Copy the following items line for line, omitting the pictures from your answer.

--- Begin Records for the task ---

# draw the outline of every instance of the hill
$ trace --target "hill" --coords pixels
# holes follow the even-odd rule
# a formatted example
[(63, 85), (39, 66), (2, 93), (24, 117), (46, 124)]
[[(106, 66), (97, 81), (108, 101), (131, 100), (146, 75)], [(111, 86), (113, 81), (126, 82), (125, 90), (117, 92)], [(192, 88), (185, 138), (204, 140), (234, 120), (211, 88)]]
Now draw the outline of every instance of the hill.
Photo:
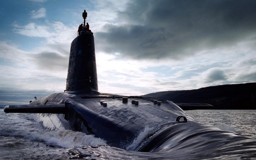
[(159, 92), (141, 96), (174, 103), (208, 103), (213, 105), (216, 109), (256, 109), (256, 83)]

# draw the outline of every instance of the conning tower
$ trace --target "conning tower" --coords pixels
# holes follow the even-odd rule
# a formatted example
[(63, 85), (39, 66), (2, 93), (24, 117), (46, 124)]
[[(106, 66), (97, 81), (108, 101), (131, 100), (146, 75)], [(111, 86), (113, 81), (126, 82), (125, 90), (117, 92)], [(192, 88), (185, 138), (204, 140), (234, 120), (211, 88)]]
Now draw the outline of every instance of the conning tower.
[(83, 13), (84, 26), (71, 43), (66, 92), (95, 93), (98, 92), (94, 37), (84, 23), (87, 17)]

--- End Records for the task ---

• **Response**:
# draw the outline of every instance of the hill
$ trace --target "hill" --coords pixels
# holes follow the even-odd rule
# a formatted example
[(63, 85), (39, 66), (2, 93), (24, 117), (46, 124)]
[[(106, 66), (97, 81), (108, 101), (131, 100), (146, 75)], [(111, 86), (113, 81), (126, 82), (125, 90), (117, 92)], [(192, 88), (185, 138), (204, 140), (234, 120), (211, 88)]]
Now draw the outline of every instance of the hill.
Photo:
[(159, 92), (141, 96), (174, 103), (208, 103), (213, 105), (216, 109), (256, 109), (256, 83)]

# draw the outline of every instance of the conning tower
$ trace --target "conning tower" --coords pixels
# holes follow the even-odd rule
# a formatted example
[(63, 85), (39, 66), (2, 93), (24, 117), (46, 124)]
[[(106, 66), (97, 81), (108, 101), (131, 100), (146, 75)], [(111, 86), (113, 81), (126, 82), (125, 90), (117, 92)], [(192, 88), (185, 138), (204, 140), (234, 120), (211, 88)]]
Now draw the outline of every instance of the conning tower.
[(83, 13), (84, 26), (71, 43), (66, 92), (95, 93), (98, 92), (94, 37), (84, 23), (87, 17)]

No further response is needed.